Work to do —
Which lines in the saved entries below contain the word "shirt"? List every such line in full, matching case exactly.

[Saved entries]
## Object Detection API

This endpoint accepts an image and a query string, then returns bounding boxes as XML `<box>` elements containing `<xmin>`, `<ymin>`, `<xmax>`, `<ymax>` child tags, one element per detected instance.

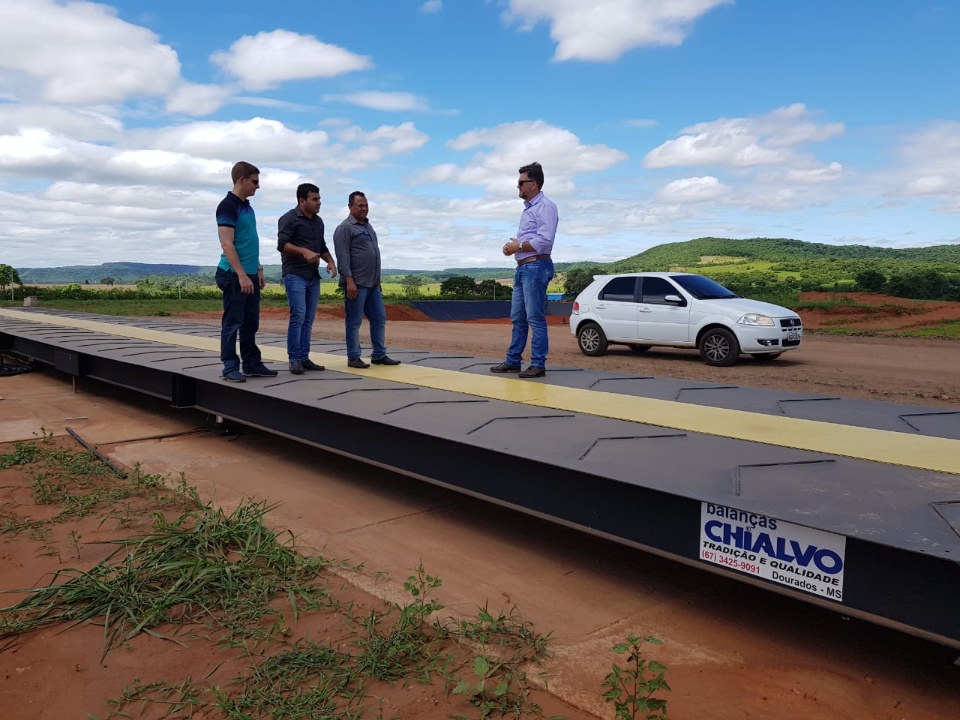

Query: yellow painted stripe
<box><xmin>0</xmin><ymin>309</ymin><xmax>960</xmax><ymax>475</ymax></box>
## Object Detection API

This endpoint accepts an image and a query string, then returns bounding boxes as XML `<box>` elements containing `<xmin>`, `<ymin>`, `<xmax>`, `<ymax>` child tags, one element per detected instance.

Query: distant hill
<box><xmin>17</xmin><ymin>263</ymin><xmax>216</xmax><ymax>285</ymax></box>
<box><xmin>605</xmin><ymin>238</ymin><xmax>960</xmax><ymax>272</ymax></box>
<box><xmin>17</xmin><ymin>262</ymin><xmax>570</xmax><ymax>285</ymax></box>
<box><xmin>17</xmin><ymin>237</ymin><xmax>960</xmax><ymax>285</ymax></box>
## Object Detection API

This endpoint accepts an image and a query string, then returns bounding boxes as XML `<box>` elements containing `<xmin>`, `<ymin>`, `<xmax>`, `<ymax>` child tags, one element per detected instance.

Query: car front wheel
<box><xmin>700</xmin><ymin>328</ymin><xmax>740</xmax><ymax>367</ymax></box>
<box><xmin>577</xmin><ymin>323</ymin><xmax>607</xmax><ymax>357</ymax></box>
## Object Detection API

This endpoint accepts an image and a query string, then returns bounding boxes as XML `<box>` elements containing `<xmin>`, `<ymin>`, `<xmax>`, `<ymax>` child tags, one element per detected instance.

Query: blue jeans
<box><xmin>214</xmin><ymin>268</ymin><xmax>263</xmax><ymax>373</ymax></box>
<box><xmin>344</xmin><ymin>285</ymin><xmax>387</xmax><ymax>360</ymax></box>
<box><xmin>507</xmin><ymin>258</ymin><xmax>553</xmax><ymax>368</ymax></box>
<box><xmin>283</xmin><ymin>273</ymin><xmax>320</xmax><ymax>361</ymax></box>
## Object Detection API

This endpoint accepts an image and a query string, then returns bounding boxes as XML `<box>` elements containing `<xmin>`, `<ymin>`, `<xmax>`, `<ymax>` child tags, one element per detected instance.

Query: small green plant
<box><xmin>357</xmin><ymin>564</ymin><xmax>443</xmax><ymax>680</ymax></box>
<box><xmin>453</xmin><ymin>655</ymin><xmax>541</xmax><ymax>720</ymax></box>
<box><xmin>602</xmin><ymin>633</ymin><xmax>670</xmax><ymax>720</ymax></box>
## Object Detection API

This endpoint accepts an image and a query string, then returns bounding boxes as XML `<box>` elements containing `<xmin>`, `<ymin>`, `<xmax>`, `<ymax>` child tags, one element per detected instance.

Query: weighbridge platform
<box><xmin>0</xmin><ymin>308</ymin><xmax>960</xmax><ymax>648</ymax></box>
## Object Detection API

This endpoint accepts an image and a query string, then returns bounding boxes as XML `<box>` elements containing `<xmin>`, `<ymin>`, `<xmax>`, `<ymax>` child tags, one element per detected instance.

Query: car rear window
<box><xmin>597</xmin><ymin>277</ymin><xmax>637</xmax><ymax>302</ymax></box>
<box><xmin>670</xmin><ymin>275</ymin><xmax>739</xmax><ymax>300</ymax></box>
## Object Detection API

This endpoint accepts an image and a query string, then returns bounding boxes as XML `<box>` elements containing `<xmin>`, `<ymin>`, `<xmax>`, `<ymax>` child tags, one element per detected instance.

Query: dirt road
<box><xmin>284</xmin><ymin>315</ymin><xmax>960</xmax><ymax>406</ymax></box>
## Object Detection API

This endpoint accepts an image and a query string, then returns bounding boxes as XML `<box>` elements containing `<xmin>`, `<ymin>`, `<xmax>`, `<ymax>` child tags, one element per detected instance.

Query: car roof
<box><xmin>593</xmin><ymin>272</ymin><xmax>703</xmax><ymax>278</ymax></box>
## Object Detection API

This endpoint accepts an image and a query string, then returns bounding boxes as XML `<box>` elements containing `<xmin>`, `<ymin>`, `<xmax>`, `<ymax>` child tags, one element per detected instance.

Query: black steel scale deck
<box><xmin>0</xmin><ymin>309</ymin><xmax>960</xmax><ymax>648</ymax></box>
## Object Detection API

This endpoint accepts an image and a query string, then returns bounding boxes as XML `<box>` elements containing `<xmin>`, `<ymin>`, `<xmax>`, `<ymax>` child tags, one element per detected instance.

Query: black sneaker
<box><xmin>300</xmin><ymin>358</ymin><xmax>326</xmax><ymax>371</ymax></box>
<box><xmin>243</xmin><ymin>363</ymin><xmax>280</xmax><ymax>377</ymax></box>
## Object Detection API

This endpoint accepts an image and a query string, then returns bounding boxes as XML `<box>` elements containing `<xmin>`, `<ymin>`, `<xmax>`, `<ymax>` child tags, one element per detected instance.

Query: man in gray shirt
<box><xmin>333</xmin><ymin>191</ymin><xmax>400</xmax><ymax>368</ymax></box>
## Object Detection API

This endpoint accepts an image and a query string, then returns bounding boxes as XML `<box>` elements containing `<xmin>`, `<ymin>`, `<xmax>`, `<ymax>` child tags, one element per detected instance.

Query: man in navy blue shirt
<box><xmin>215</xmin><ymin>161</ymin><xmax>278</xmax><ymax>382</ymax></box>
<box><xmin>277</xmin><ymin>183</ymin><xmax>337</xmax><ymax>375</ymax></box>
<box><xmin>333</xmin><ymin>190</ymin><xmax>400</xmax><ymax>369</ymax></box>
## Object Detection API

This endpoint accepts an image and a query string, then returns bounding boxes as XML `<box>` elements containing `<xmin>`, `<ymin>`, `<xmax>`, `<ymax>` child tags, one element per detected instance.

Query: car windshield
<box><xmin>670</xmin><ymin>275</ymin><xmax>740</xmax><ymax>300</ymax></box>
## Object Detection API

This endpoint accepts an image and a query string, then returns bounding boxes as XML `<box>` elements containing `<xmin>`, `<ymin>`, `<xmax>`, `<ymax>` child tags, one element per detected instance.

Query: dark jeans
<box><xmin>283</xmin><ymin>273</ymin><xmax>320</xmax><ymax>361</ymax></box>
<box><xmin>506</xmin><ymin>258</ymin><xmax>553</xmax><ymax>368</ymax></box>
<box><xmin>343</xmin><ymin>285</ymin><xmax>387</xmax><ymax>360</ymax></box>
<box><xmin>215</xmin><ymin>268</ymin><xmax>263</xmax><ymax>373</ymax></box>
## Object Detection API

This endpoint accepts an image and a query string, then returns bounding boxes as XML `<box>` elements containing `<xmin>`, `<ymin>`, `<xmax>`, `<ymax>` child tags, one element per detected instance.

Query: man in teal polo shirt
<box><xmin>216</xmin><ymin>161</ymin><xmax>278</xmax><ymax>382</ymax></box>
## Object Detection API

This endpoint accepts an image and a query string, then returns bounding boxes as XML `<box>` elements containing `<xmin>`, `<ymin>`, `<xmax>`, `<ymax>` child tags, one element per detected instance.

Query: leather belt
<box><xmin>517</xmin><ymin>255</ymin><xmax>550</xmax><ymax>266</ymax></box>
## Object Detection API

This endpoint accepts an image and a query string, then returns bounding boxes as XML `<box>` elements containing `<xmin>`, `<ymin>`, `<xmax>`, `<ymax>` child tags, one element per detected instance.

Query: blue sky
<box><xmin>0</xmin><ymin>0</ymin><xmax>960</xmax><ymax>269</ymax></box>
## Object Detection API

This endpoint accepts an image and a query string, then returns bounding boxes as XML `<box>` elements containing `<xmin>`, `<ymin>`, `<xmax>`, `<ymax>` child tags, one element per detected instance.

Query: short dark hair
<box><xmin>518</xmin><ymin>163</ymin><xmax>543</xmax><ymax>190</ymax></box>
<box><xmin>297</xmin><ymin>183</ymin><xmax>320</xmax><ymax>202</ymax></box>
<box><xmin>230</xmin><ymin>160</ymin><xmax>260</xmax><ymax>185</ymax></box>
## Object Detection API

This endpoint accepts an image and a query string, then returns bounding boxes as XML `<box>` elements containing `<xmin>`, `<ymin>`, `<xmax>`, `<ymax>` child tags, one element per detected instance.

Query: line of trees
<box><xmin>440</xmin><ymin>275</ymin><xmax>511</xmax><ymax>300</ymax></box>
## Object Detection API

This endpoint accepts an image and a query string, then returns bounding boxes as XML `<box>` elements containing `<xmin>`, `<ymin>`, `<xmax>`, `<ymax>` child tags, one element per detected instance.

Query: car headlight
<box><xmin>737</xmin><ymin>313</ymin><xmax>776</xmax><ymax>327</ymax></box>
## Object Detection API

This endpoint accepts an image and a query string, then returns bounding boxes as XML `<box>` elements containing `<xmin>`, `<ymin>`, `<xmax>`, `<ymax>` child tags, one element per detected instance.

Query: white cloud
<box><xmin>786</xmin><ymin>162</ymin><xmax>843</xmax><ymax>184</ymax></box>
<box><xmin>505</xmin><ymin>0</ymin><xmax>733</xmax><ymax>62</ymax></box>
<box><xmin>210</xmin><ymin>30</ymin><xmax>373</xmax><ymax>90</ymax></box>
<box><xmin>657</xmin><ymin>175</ymin><xmax>728</xmax><ymax>203</ymax></box>
<box><xmin>132</xmin><ymin>117</ymin><xmax>330</xmax><ymax>165</ymax></box>
<box><xmin>644</xmin><ymin>104</ymin><xmax>844</xmax><ymax>168</ymax></box>
<box><xmin>323</xmin><ymin>91</ymin><xmax>427</xmax><ymax>112</ymax></box>
<box><xmin>428</xmin><ymin>120</ymin><xmax>627</xmax><ymax>195</ymax></box>
<box><xmin>0</xmin><ymin>0</ymin><xmax>180</xmax><ymax>104</ymax></box>
<box><xmin>336</xmin><ymin>122</ymin><xmax>429</xmax><ymax>164</ymax></box>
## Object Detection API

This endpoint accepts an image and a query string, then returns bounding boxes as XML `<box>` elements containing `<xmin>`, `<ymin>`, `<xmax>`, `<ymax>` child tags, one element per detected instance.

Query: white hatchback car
<box><xmin>570</xmin><ymin>272</ymin><xmax>803</xmax><ymax>366</ymax></box>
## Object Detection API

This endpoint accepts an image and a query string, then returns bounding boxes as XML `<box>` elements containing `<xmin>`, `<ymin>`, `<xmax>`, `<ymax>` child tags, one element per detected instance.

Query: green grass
<box><xmin>0</xmin><ymin>433</ymin><xmax>568</xmax><ymax>720</ymax></box>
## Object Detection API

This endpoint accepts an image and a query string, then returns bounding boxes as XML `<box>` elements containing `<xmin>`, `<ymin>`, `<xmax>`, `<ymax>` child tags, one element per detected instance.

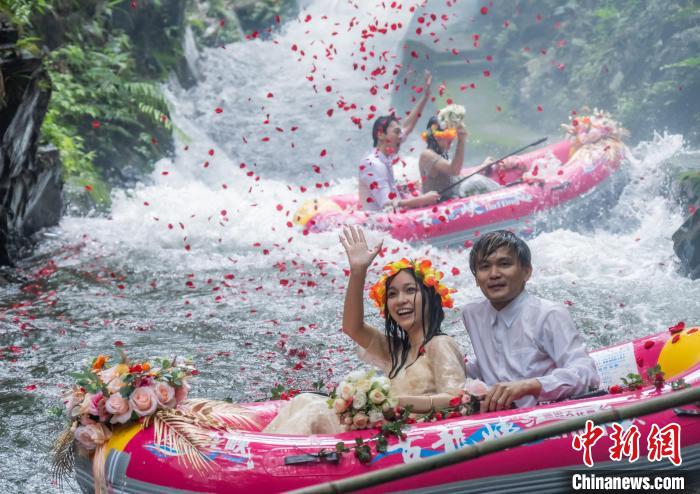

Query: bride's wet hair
<box><xmin>384</xmin><ymin>269</ymin><xmax>445</xmax><ymax>379</ymax></box>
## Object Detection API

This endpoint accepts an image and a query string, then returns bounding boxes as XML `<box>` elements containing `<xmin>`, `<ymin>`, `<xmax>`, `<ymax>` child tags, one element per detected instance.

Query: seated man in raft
<box><xmin>462</xmin><ymin>230</ymin><xmax>600</xmax><ymax>412</ymax></box>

Exercise output —
Query: man in gray shirt
Query: man in navy blue shirt
Query: man in teal polo shirt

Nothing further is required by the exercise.